START Dataset content
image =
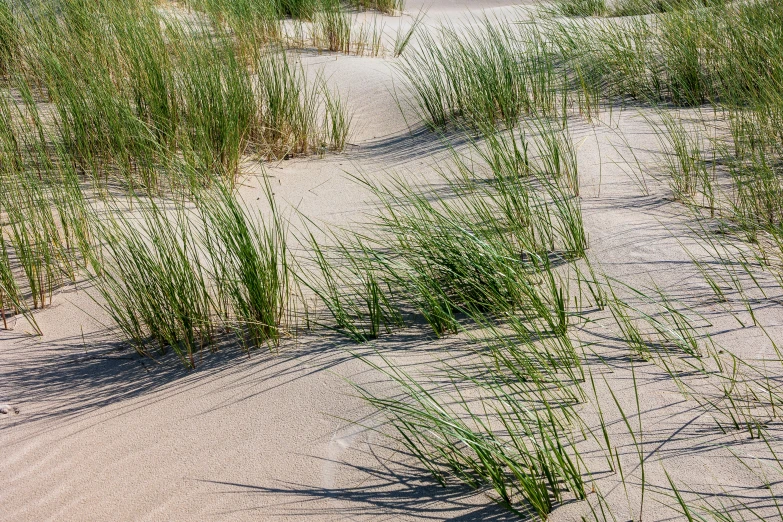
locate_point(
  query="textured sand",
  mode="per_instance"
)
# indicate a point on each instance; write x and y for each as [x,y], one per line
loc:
[104,435]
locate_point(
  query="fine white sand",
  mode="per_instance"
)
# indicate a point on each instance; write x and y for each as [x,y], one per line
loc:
[103,434]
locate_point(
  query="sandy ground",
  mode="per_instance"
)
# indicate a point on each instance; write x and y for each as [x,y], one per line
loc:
[104,435]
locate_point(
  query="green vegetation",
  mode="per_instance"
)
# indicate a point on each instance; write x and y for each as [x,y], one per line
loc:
[124,129]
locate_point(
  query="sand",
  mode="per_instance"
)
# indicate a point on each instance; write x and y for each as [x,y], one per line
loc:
[102,434]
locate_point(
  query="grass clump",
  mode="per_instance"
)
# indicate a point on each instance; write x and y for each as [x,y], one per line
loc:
[186,275]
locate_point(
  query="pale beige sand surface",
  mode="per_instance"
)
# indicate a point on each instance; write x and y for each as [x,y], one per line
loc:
[103,434]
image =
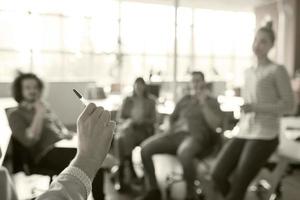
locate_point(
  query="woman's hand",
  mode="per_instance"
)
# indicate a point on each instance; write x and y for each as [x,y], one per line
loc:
[95,132]
[247,108]
[40,108]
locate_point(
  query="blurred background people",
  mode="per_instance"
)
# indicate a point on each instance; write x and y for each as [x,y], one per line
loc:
[137,119]
[191,135]
[268,95]
[7,189]
[37,129]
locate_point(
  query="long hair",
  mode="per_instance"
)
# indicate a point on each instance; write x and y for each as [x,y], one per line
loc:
[268,29]
[17,85]
[141,81]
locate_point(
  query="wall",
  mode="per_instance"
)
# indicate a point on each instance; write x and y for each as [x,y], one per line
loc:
[286,17]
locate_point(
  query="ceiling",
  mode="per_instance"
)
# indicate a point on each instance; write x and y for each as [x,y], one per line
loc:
[216,4]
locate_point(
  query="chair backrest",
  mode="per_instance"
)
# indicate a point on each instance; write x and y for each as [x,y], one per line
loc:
[5,131]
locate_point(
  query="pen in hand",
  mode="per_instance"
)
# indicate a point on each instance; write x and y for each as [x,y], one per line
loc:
[81,98]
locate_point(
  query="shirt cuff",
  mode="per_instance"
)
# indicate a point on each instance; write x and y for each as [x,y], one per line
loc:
[81,176]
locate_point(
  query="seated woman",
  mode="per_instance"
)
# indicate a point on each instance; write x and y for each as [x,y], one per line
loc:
[137,115]
[36,128]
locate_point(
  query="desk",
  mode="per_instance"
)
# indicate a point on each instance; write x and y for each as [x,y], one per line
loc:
[109,161]
[290,130]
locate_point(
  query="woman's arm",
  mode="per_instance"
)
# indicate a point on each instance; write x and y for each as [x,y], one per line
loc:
[285,103]
[95,132]
[34,131]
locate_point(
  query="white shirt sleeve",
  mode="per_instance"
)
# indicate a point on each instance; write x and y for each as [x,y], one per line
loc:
[71,184]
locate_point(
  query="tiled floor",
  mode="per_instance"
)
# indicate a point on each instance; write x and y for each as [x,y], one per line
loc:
[26,185]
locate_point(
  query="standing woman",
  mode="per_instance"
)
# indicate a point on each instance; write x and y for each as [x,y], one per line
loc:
[268,95]
[137,116]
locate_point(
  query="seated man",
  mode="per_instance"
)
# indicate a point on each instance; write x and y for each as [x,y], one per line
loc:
[191,135]
[137,116]
[36,128]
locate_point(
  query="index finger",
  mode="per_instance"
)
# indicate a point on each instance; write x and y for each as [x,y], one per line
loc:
[89,109]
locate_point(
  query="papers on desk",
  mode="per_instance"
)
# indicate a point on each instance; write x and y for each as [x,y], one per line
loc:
[292,133]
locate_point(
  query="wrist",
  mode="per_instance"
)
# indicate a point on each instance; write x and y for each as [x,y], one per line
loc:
[88,165]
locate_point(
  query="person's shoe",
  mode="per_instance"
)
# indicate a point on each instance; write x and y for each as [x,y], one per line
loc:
[151,195]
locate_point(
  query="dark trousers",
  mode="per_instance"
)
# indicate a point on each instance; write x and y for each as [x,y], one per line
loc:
[126,140]
[181,144]
[238,163]
[59,158]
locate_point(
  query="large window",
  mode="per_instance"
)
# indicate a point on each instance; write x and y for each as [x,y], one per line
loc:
[116,41]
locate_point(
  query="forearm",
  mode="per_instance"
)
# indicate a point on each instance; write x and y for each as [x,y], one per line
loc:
[35,129]
[89,166]
[71,184]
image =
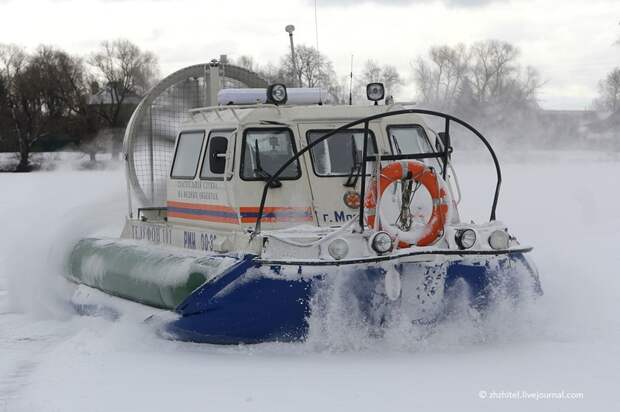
END Dataset content
List every line of the entries above that contains the string "shirt", matching case exactly.

  query="shirt cuff",
  query="white shirt sleeve",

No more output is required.